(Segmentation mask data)
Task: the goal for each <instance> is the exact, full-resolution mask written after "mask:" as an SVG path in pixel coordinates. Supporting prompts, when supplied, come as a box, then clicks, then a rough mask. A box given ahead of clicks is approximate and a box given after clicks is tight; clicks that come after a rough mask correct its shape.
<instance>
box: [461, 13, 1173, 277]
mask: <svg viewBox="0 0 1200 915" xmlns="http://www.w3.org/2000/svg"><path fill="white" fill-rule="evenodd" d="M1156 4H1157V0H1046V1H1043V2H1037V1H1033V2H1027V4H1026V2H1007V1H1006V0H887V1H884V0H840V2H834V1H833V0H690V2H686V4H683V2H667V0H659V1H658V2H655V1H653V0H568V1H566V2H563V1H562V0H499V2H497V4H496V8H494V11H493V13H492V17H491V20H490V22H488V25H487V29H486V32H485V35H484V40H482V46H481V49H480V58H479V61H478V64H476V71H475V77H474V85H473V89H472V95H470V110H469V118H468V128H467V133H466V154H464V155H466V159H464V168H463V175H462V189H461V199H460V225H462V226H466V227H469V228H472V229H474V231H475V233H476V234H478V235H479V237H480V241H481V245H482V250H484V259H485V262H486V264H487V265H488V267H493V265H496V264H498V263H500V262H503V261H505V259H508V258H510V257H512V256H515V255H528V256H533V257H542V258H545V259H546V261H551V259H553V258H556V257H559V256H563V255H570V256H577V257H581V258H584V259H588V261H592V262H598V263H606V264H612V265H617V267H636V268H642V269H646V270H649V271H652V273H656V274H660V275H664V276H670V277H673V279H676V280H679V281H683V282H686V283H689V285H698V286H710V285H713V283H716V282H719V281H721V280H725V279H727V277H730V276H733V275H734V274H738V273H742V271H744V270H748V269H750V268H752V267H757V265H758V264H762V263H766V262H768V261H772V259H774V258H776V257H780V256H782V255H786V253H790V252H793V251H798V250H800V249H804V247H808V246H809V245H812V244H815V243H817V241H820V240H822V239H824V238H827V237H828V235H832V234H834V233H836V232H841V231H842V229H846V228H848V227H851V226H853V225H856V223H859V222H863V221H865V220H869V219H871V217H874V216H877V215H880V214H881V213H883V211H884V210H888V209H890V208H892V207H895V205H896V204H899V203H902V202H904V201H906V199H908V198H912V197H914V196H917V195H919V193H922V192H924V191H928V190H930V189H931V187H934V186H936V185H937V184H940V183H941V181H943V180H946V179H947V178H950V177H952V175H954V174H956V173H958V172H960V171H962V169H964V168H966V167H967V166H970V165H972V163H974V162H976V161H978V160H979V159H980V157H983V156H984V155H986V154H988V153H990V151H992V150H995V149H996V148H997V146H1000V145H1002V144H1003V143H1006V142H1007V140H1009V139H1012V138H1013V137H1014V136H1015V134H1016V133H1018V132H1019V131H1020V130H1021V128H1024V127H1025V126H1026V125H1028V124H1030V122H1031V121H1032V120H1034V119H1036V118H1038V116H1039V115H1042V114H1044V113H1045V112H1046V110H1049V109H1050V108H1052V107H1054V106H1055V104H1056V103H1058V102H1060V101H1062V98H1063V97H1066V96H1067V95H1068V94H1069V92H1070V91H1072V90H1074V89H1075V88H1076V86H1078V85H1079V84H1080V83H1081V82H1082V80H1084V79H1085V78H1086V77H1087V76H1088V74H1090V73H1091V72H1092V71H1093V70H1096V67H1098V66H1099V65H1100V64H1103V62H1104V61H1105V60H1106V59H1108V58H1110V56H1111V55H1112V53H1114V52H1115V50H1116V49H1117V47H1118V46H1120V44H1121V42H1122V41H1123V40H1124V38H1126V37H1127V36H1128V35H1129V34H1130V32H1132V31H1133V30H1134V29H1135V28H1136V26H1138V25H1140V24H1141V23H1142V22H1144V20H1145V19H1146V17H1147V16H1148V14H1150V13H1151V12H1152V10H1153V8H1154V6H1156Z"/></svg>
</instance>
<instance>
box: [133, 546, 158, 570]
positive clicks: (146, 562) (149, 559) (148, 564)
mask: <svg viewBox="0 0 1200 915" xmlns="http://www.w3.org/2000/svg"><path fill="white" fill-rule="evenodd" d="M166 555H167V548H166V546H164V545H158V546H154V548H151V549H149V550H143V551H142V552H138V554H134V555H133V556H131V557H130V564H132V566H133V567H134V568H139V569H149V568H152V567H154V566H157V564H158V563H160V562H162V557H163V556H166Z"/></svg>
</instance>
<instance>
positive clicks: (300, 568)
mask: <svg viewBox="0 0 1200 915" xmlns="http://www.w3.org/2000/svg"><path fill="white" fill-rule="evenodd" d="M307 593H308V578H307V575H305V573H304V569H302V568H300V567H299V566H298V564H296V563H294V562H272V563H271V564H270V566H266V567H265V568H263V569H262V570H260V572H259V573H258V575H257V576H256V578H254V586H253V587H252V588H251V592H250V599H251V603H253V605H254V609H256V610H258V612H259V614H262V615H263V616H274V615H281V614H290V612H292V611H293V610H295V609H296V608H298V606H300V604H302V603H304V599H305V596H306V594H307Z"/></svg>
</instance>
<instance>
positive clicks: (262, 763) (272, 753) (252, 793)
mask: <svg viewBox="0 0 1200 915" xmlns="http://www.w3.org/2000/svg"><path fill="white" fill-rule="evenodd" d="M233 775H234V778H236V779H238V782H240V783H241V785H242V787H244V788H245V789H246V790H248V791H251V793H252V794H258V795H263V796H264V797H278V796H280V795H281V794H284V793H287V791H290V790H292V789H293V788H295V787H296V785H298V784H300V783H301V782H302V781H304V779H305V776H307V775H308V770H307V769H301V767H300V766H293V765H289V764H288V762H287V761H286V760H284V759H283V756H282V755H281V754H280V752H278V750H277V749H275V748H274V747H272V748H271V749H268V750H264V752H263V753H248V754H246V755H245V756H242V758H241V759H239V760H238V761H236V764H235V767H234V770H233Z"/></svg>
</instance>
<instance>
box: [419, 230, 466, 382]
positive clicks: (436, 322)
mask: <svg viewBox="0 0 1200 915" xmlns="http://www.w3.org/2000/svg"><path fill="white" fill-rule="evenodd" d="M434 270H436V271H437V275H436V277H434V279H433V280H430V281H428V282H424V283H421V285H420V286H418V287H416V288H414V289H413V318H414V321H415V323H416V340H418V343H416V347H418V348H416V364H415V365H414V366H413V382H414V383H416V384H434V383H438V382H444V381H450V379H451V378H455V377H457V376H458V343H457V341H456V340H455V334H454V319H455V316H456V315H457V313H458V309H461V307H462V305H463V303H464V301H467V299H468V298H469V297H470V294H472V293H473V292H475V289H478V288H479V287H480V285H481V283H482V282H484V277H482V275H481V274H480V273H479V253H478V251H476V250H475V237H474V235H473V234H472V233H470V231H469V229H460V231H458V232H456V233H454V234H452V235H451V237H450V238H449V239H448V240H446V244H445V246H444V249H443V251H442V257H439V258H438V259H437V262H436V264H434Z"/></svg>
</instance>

Task description →
Copy each line of the entries that includes the word "clicks".

Response →
Task: the goal for each <instance> is the exact, full-resolution mask written after "mask:" as an SVG path in pixel coordinates. Supporting prompts, when supplied, come as a box, then clicks, then a rough mask. A box given ahead of clicks is approximate and a box given after clicks is tight; clicks that come after a rough mask correct its shape.
positive clicks: (146, 562) (149, 559) (148, 564)
positive clicks: (300, 568)
positive clicks: (262, 763) (272, 753) (252, 793)
positive clicks: (436, 322)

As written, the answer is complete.